::: PASSAGE
Even though we haven’t launched yet, we’re already seeing a number of questions and comments that are worth addressing. Here are some of those questions and our responses:

Update: The signatures threshold for petitions on the We the People platform to receive an official response from the White House has changed since this blog post was published.  See the latest signature thresholds.

Since the White House announced We the People, a new way for the public to petition the Obama Administration on a range of issues, we've been putting the final pieces in place, kicking the tires and getting ready for launch. We're excited, but it’s a little nerve-wracking, nonetheless. Why?

We're not quite sure what to expect.

We hope to see petitions with a broad range of viewpoints that challenge the Administration – on issues core to President Obama’s priority of creating jobs and restoring the American economy, as well as other topics we haven't publicly addressed in a while (and, yes, some that already have been).

Even with all the preparation and thought that's been put into it, we're going to learn a lot more from how the public uses We the People in the first few weeks. What we learn will almost certainly help us improve the platform’s content and functionality, and we may also find that we will need to raise the threshold for responses.

Even though we haven’t launched yet, we’re already seeing a number of questions and comments that are worth addressing (thanks in particular to Tim Bonnemann for gathering some). And as a reminder, we’re always keeping an eye on #WHWeb for feedback about the White House’s online program.  Here are some of those questions and our responses:

Q: Will a petition's number of signatures be public?
A: Yes, as will the number needed to reach the response threshold and the time remaining.

Q: Joe Newman (a spokesman for the Project On Government Oversight): “Encouraging citizens’ participation is never a bad thing, [b]ut part of me is very skeptical that they’ll be able to handle the number of petitions that come in and give it any sort of thorough review.”
A: This is a good point. Since we cannot respond individually to every We the People petition received, we use a threshold to set a clear expectation about what will get a response.  Depending on how many petitions reach this threshold, we may raise or lower it to ensure that we can meaningfully process and respond to all petitions that reach the threshold. If this threshold is changed, it will not be applied retroactively to petitions that have already been created.

Q: Do the We the People thresholds apply to petitions created on other sites or offline?
::::::
::: MATERIAL SHOWN
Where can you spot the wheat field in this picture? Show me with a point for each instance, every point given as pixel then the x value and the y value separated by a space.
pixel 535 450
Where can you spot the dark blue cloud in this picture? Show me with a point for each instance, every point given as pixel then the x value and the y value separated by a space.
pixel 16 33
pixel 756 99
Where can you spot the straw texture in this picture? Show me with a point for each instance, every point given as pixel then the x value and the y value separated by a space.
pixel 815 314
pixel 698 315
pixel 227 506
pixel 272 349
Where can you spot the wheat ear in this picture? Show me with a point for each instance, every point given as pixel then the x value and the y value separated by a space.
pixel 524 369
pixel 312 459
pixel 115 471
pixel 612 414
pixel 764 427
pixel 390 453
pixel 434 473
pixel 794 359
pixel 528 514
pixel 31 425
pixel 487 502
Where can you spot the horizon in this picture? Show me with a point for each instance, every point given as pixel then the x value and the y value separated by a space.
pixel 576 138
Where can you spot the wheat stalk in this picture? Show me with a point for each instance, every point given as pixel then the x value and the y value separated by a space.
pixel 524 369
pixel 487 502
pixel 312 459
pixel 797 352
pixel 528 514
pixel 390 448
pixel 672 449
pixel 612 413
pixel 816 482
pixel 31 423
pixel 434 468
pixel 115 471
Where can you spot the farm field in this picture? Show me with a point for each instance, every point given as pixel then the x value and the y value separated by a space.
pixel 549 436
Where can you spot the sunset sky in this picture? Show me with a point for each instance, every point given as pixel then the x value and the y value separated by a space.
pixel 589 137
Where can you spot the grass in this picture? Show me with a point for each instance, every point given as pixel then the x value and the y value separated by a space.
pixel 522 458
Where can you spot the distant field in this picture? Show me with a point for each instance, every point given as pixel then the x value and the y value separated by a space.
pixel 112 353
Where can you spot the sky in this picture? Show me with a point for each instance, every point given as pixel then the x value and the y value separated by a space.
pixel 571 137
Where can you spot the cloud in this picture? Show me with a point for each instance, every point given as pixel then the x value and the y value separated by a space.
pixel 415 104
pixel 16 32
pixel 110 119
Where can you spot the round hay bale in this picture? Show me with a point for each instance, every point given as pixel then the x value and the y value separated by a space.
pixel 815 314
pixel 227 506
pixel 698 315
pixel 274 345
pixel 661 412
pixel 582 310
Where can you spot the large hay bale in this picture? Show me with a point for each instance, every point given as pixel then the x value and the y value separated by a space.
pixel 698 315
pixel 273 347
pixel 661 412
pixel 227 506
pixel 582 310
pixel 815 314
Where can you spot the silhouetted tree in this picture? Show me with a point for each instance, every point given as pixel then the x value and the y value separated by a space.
::::::
- **COMPLETE THE FOLLOWING**:
a) According to the We the People post, what happens to petitions that already exist if the response threshold is changed?
b) Print the stretch of the We the People post from "Since the White" through "little nerve-wracking, nonetheless. Why?".

- **WORKED SOLUTIONS**:
a) The changed threshold will not be applied retroactively to petitions that have already been created.

b)
Since the White House announced We the People, a new way for the public to petition the Obama Administration on a range of issues, we've been putting the final pieces in place, kicking the tires and getting ready for launch. We're excited, but it’s a little nerve-wracking, nonetheless. Why?